TASK SET:
- 1) Repeat everything in the insurance coverage passage from "Since the fire, CBC" down to "in Montgomery County.".
- 2) Answer these questions using the insurance coverage passage:
(a) In how many lawsuits in the Montgomery County Court of Common Pleas has CBC been named as a defendant?
(b) What is the full name of Form P266 07 00?
(c) According to the letter dated December 24, 2003, which primary insurer was already providing CBC a defense?
- 3) Write the next part of the insurance coverage passage, starting after its final sentence.

EXCERPTED TEXT:
Exh. C to Complaint, at ¶ 37.
With regard to the policy itself, Little Souls was the "Named Insured." See Exh. B to Complaint, Form H1065 0806. Section "C" of the "Businessowner's Liability Coverage Form" further outlined "Who Is An Insured," adding to the definition Little Souls' employees, real estate managers, and legal representatives. Exh. B to Complaint, Form BP 00 06 01 97, at 8-9. However, Form P266 07 00, the Pacemaker Businessowner's Liability Plus Endorsement ("the Endorsement"), added to the definition of "Who Is An Insured," "[a]ny person or organization whom you are required to name as an additional insured on this policy under a written contract or agreement." Exh. B to Complaint, Form P266 07 00, at 3. This written contract or agreement must have been: "(1) [c]urrently in effect or becoming effective during the term of this policy; and (2) [e]xecuted prior to the `bodily injury,' `property damage,' `personal injury,' or `advertising injury'" that triggers the policy. Id. In addition, under the Endorsement, the person or organization required to be named as an additional insured "is only an additional insured with respect to liability arising out of [r]eal [p]roperty [Little Souls] own[s], rent[s], lease[s], or occup[ies]." Id.
Since the fire, CBC has been named as a defendant in sixteen lawsuits brought in the Montgomery County Court of Common Pleas ("Court of Common Pleas Complaints"), and in one lawsuit in a Montgomery County District Court. Pl. Motion at ¶ 16-17; Def. Resp. at ¶ 16-17. These lawsuits include allegations of negligence by CBC for, inter alia, having inoperable fire suppression equipment and inadequate fire breaks between the walls of the leased spaces, which allegedly allowed the fire to spread quickly throughout the complex. Def. Memo. at 2. However, none of these complaints names Little Souls as a defendant, alleges negligence on the part of Little Souls, asserts that the fire was caused or spread by Little Souls, or contends that the fire had anything to do with the Little Souls property.
These actions have been consolidated into a class action in Montgomery County.
By letter dated January 8, 2003, CBC notified Meridian of six of the Court of Common Pleas Complaints and requested defense and indemnification under the policy. Pl. Motion at ¶ 27; Def. Resp. at ¶ 27. In response to the request for coverage, Meridian began correspondence with CBC, which culminated in an October 14, 2003 letter from Meridian's counsel to CBC's counsel, offering "a defense to CBC through the services of Margolis Edelstein until such time as we procure from a court of competent jurisdiction a ruling that we have no duty to defend or indemnify you, or until such time as our investigation clearly reveals to us that no such duty exists." Exh. G to Complaint. However, just over two months later, by letter dated December 24, 2003, Meridian's counsel informed CBC's counsel that because CBC was already being provided a defense by its primary insurer, Scottsdale Insurance Company, Meridian owed CBC no duty to defend. Exh. H to Complaint.

[Stored dataset items]
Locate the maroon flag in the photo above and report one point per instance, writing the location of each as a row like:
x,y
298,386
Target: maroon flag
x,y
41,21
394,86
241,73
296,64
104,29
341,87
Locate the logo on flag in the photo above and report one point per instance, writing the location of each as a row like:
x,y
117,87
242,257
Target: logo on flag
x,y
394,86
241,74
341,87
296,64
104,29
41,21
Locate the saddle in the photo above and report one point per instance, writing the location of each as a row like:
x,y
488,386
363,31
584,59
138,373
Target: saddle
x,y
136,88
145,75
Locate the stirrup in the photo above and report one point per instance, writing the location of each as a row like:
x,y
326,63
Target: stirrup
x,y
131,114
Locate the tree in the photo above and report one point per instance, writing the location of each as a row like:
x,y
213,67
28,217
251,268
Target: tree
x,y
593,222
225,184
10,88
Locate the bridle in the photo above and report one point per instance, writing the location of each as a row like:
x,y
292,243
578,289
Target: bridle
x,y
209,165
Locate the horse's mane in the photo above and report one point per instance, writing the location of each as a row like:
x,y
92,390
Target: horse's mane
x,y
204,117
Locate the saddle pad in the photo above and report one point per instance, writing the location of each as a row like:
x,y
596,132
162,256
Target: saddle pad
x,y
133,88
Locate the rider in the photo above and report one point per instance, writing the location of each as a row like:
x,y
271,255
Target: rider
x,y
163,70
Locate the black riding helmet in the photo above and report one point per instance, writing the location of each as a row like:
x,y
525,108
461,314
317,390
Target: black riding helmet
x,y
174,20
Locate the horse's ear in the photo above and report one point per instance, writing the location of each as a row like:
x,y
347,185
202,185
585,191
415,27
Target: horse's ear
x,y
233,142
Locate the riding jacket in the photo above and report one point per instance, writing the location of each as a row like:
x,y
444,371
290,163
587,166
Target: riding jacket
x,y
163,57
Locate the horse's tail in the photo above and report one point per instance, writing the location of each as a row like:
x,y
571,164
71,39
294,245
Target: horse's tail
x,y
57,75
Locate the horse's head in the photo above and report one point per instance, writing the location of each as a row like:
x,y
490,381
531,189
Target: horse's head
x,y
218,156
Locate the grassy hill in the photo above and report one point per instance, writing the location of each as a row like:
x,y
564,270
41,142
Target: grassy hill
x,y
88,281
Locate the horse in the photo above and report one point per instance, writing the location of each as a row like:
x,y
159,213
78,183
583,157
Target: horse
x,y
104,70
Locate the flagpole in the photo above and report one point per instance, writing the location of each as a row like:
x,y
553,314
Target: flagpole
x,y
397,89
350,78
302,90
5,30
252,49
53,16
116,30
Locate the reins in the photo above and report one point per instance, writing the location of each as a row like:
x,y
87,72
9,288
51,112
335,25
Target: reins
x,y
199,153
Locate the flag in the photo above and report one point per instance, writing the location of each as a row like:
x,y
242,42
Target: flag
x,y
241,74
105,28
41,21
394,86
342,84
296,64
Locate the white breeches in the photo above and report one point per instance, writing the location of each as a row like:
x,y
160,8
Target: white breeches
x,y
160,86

ANSWERS TO THE TASKS:
- 1)
Since the fire, CBC has been named as a defendant in sixteen lawsuits brought in the Montgomery County Court of Common Pleas ("Court of Common Pleas Complaints"), and in one lawsuit in a Montgomery County District Court. Pl. Motion at ¶ 16-17; Def. Resp. at ¶ 16-17. These lawsuits include allegations of negligence by CBC for, inter alia, having inoperable fire suppression equipment and inadequate fire breaks between the walls of the leased spaces, which allegedly allowed the fire to spread quickly throughout the complex. Def. Memo. at 2. However, none of these complaints names Little Souls as a defendant, alleges negligence on the part of Little Souls, asserts that the fire was caused or spread by Little Souls, or contends that the fire had anything to do with the Little Souls property.
These actions have been consolidated into a class action in Montgomery County.

- 2)
(a) Sixteen.
(b) The Pacemaker Businessowner's Liability Plus Endorsement.
(c) Scottsdale Insurance Company.

- 3)
While Meridian's motion and CBC's response indicate that four of the Court of Common Pleas Complaints were referenced in the January 8, 2003 letter, the letter itself actually references six. See Exh. E to Complaint. The six cases are Prof'l Flooring Co., Inc. v. Bushar Corp. [01-10504], League Collegiate Wear v. Bushar Corp. [01-19315], Sweetzels, Inc. v. CBC [02-02110], George, Inc. v. Bushar Corp. [02-08425], Label Rite, Inc. v. CBC [02-15511], and XL Winterhur Int'l v. CBC [02-27296].
Thereafter, on April 14, 2004, Meridian filed the present action, seeking a declaratory judgment that it owes no duty to defend or indemnify CBC in connection with the May 15, 2001 fire. CBC filed an answer to the complaint, asserting several affirmative defenses and a counterclaim seeking a declaratory judgment that CBC was an insured under the policy and is entitled to defense and indemnity from Meridian. Meridian then moved for summary judgment in this matter, CBC responded to the motion, Meridian filed a reply, CBC filed a surreply, and Meridian filed a sur-surreply.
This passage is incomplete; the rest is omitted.